■ WHAT IS BEING ASKED
Return every line of the records below that contains the string "stabilizer", matching case exactly.

■ DATA LISTING
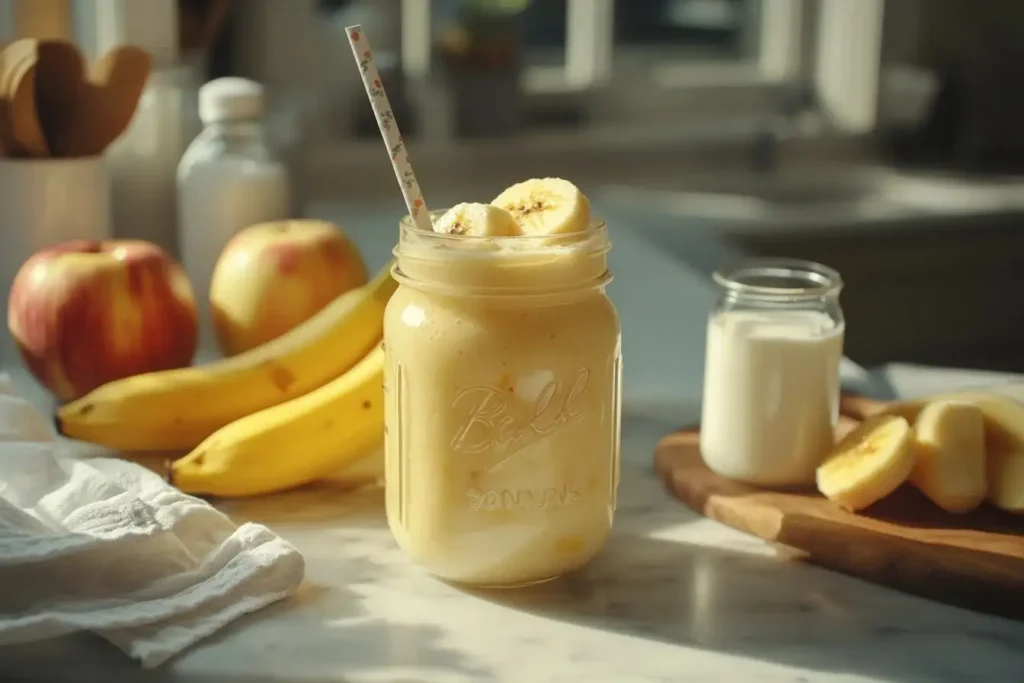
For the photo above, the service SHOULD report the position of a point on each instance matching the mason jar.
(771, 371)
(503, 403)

* * *

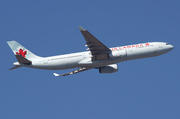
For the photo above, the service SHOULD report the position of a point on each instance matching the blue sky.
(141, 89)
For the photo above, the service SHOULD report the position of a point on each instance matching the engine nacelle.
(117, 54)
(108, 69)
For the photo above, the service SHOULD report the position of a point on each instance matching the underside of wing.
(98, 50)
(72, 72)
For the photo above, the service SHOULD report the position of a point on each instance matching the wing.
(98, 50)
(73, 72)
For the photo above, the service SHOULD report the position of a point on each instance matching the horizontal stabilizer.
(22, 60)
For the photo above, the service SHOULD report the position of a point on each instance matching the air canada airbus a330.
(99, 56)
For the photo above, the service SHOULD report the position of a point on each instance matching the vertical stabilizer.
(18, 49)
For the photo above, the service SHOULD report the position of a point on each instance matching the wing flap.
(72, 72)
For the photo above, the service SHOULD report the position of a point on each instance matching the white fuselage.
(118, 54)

■ REPLY
For the photo above, the service SHOULD report the position of a point on each instance matching the horizontal stabilizer.
For the photo above, the service SHOULD report the position of a point on each instance matching the vertical stabilizer.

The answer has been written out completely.